Do this:
Retype all of the data exactly as given.

Given data:
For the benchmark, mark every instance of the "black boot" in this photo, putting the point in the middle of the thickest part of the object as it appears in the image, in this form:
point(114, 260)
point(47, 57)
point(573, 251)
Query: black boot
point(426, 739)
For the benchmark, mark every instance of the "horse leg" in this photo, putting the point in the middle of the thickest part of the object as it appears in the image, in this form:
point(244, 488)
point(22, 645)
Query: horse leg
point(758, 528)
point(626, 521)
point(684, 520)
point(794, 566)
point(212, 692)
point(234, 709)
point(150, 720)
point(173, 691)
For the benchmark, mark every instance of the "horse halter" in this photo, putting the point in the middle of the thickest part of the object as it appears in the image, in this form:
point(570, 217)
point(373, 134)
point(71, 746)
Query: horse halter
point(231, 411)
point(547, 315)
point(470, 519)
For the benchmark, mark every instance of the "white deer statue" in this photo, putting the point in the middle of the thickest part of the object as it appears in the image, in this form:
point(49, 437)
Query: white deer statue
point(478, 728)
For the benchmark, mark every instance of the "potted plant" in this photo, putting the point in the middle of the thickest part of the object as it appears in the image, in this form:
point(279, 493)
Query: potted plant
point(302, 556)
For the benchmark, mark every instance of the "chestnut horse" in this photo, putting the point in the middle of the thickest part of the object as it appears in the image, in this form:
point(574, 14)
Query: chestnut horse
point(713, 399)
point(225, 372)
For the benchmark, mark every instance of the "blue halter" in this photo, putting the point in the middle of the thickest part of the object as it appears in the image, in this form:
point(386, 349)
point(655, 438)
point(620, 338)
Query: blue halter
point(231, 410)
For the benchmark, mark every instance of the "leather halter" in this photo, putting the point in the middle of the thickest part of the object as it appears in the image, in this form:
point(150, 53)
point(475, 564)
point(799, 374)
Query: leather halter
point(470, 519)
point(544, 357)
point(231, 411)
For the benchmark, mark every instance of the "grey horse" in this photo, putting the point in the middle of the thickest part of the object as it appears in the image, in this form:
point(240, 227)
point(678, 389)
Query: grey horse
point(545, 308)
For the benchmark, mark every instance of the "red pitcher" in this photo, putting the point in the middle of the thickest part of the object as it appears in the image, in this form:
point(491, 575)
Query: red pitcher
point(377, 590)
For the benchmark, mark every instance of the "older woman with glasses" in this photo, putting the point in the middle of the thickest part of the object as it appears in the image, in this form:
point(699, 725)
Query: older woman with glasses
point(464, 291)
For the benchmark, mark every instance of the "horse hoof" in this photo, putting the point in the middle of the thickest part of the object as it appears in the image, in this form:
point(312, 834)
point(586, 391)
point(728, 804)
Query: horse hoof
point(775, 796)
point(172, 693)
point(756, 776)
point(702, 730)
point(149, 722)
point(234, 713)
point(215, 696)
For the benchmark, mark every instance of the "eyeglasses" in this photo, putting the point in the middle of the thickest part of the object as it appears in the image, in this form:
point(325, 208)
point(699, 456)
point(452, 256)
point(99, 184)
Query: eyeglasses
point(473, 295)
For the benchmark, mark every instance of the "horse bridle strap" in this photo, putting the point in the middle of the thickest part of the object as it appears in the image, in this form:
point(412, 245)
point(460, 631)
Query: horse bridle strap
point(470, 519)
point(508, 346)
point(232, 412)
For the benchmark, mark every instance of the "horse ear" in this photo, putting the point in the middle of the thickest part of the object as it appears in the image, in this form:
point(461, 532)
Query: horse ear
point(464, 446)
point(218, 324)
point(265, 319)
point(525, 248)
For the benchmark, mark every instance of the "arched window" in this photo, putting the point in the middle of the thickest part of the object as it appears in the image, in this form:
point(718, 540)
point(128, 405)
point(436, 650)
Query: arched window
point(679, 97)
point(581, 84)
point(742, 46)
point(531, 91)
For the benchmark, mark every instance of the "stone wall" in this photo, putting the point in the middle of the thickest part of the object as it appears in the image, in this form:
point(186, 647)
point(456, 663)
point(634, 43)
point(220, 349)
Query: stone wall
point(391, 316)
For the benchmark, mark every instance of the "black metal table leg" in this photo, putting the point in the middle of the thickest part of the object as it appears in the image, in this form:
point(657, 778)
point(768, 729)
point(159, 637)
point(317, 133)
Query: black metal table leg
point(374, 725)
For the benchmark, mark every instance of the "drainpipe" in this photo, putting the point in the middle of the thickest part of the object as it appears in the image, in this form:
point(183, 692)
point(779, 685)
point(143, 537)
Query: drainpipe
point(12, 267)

Exercise result:
For the benchmark, mark every instance of the "black boot" in this photo, putting the point in the middle of the thickest part of the object as it appears in the image, in this form:
point(114, 260)
point(47, 57)
point(573, 251)
Query: black boot
point(426, 739)
For the benchmark, mark every instance of the "horse leg" in this photo, putting the point in the middle of the thickest part of the object as it appears in the image, in this form:
point(244, 488)
point(22, 645)
Query: horse leg
point(758, 528)
point(626, 521)
point(684, 520)
point(794, 566)
point(212, 692)
point(234, 709)
point(150, 720)
point(173, 691)
For the benchmark, mark every instance of the "horse halter" in this photo, putting the point in the middle of the thickest part of the object as it appears in the image, in this form:
point(570, 217)
point(373, 134)
point(71, 746)
Query: horse halter
point(231, 411)
point(547, 315)
point(470, 519)
For the benchmark, mark every instance of the "white deer statue" in this photo, putting the point in the middle of the thickest part of the object as it appears in the image, in this form:
point(49, 437)
Query: white deer statue
point(478, 728)
For the benchmark, mark every instance of the "potted plant" in this photo, putting the point in the middle of the thickest part of the object as it appears in the image, in this form:
point(279, 493)
Query: potted plant
point(302, 556)
For the benchmark, mark every instance of the "chestnut horse" in this photo, putting the point in the middle of the thickest part of the object as it appears in the image, in this form:
point(574, 14)
Query: chestnut horse
point(713, 399)
point(225, 372)
For the benchmark, mark every instance of the "blue halter" in this photo, putting the point in the middle of the thickest part of the object as it appears in the image, in this form:
point(386, 349)
point(655, 438)
point(620, 338)
Query: blue halter
point(231, 410)
For the benchmark, mark every instance of the "leather halter" in this photo, putting the point in the middle of the thickest part of the object as it appears in the image, in this form:
point(150, 53)
point(475, 564)
point(799, 374)
Query: leather halter
point(470, 519)
point(544, 357)
point(231, 411)
For the benchmark, mark every instance of the "grey horse" in this photo, putting the point in the middle of the thickest part of the object as it appears in the image, in this form:
point(240, 227)
point(678, 389)
Query: grey horse
point(545, 308)
For the benchmark, mark every instance of the "red pitcher" in this photo, putting the point in the middle of the thickest part of the object as it appears in the image, in this form:
point(491, 575)
Query: red pitcher
point(377, 590)
For the benchmark, mark every instance of the "older woman with glasses" in this photo, putting the point in the middle of the thickest part of the object as it appears in the image, in this form:
point(699, 725)
Query: older woman with glasses
point(464, 291)
For the benchmark, mark every instance of the "horse hoof" in this photo, putting the point in the middle of the thickest part of the object as it appears in the image, in this form:
point(312, 834)
point(586, 391)
point(728, 804)
Query: horse hoof
point(775, 796)
point(172, 693)
point(756, 776)
point(702, 730)
point(149, 722)
point(234, 713)
point(215, 696)
For the benchmark, mark every instance of the "eyeglasses" in this photo, putting the point in the middle of the thickest part of the object as it appears in the image, in this form:
point(325, 208)
point(699, 456)
point(452, 256)
point(99, 184)
Query: eyeglasses
point(473, 295)
For the benchmark, mark every instance of the "horse bridle strap" in this photo, putting the point in the middle of the thickest part of the object as it appears in the image, in this form:
point(412, 245)
point(460, 631)
Query: horse bridle strap
point(470, 519)
point(508, 346)
point(232, 412)
For the benchmark, mark every instance of the "horse ear" in this photo, putting the point in the middle of the thickest part of the object as it appears in the image, in this form:
point(461, 532)
Query: horse ear
point(464, 446)
point(218, 324)
point(265, 319)
point(525, 248)
For the benchmark, mark every instance of the "arched window" in this photo, putting the point in the middle of the thickest part of the object as it appears in the image, in this form:
point(718, 540)
point(128, 405)
point(436, 650)
Query: arched window
point(679, 97)
point(581, 84)
point(742, 46)
point(531, 91)
For the benchmark, mark every instance of the "stone wall" in this photo, putting the point in the middle of the thickest part of the object as it appears in the image, in this form:
point(186, 647)
point(456, 663)
point(634, 43)
point(220, 349)
Query: stone wall
point(391, 316)
For the benchmark, mark every instance of the "black metal table leg" in this photo, putting the point in the middle of the thickest part of the object as it appears in the image, in this form:
point(657, 778)
point(768, 729)
point(159, 637)
point(317, 133)
Query: black metal table leg
point(374, 725)
For the benchmark, mark every instance of the "drainpipe" in this photo, putting the point in the middle of the thickest part of the object as it appears in the image, in this form:
point(183, 692)
point(779, 685)
point(143, 537)
Query: drainpipe
point(12, 267)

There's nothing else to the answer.